PROBLEM TO SOLVE
Even if the data beneath seems repetitive, write it all out again exactly.

EXTRACTED RECORDS

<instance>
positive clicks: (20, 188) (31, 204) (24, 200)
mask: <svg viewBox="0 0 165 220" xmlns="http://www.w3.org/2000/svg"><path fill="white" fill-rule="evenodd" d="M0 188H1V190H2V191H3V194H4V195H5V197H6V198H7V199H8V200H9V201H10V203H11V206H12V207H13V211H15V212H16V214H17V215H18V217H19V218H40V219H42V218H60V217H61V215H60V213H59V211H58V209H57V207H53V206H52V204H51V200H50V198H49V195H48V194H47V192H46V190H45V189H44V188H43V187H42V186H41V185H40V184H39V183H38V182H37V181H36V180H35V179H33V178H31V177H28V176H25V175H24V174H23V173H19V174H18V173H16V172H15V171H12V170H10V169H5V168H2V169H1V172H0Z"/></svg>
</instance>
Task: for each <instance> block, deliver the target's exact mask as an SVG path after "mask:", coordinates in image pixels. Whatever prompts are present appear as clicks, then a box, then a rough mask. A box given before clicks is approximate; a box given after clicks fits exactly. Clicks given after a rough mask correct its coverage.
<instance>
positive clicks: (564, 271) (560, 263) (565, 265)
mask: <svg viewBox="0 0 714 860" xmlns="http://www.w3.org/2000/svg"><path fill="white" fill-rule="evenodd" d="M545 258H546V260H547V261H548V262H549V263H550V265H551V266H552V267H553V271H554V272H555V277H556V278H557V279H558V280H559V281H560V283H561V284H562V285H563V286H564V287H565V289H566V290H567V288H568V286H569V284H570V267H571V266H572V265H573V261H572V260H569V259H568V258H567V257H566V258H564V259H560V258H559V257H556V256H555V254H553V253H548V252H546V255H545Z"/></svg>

EXERCISE OUTPUT
<instance>
positive clicks: (20, 188) (31, 204) (24, 200)
mask: <svg viewBox="0 0 165 220" xmlns="http://www.w3.org/2000/svg"><path fill="white" fill-rule="evenodd" d="M0 188H1V190H2V191H3V194H4V195H5V197H6V198H7V199H8V200H9V201H10V203H11V206H12V207H13V211H15V212H16V214H17V215H18V217H19V218H40V219H42V218H60V217H61V215H60V213H59V211H58V209H57V207H53V206H52V204H51V200H50V198H49V195H48V194H47V192H46V190H45V189H44V188H43V187H42V186H41V185H40V184H39V183H38V182H37V181H36V180H35V179H33V178H31V177H28V176H25V175H24V174H23V173H19V174H18V173H16V172H15V171H12V170H10V169H5V168H2V169H1V172H0Z"/></svg>
</instance>
Task: for each <instance> block, deliver the target's exact mask as an SVG path after "mask:", coordinates in image pixels. Whatever prompts are present appear as clicks, then a box, then a rough mask. A box given before clicks is approximate; a box given after clicks fits exactly. Clicks given after a rough mask correct its coverage.
<instance>
positive clicks: (564, 271) (560, 263) (565, 265)
mask: <svg viewBox="0 0 714 860" xmlns="http://www.w3.org/2000/svg"><path fill="white" fill-rule="evenodd" d="M545 258H546V260H547V261H548V262H549V263H550V265H551V266H552V267H553V271H554V272H555V277H556V278H557V279H558V280H559V281H560V283H561V284H562V285H563V286H564V287H565V289H566V290H567V288H568V286H569V284H570V267H571V266H572V265H573V261H572V260H569V259H568V258H567V257H566V258H564V259H560V258H559V257H556V256H555V254H553V253H548V252H546V255H545Z"/></svg>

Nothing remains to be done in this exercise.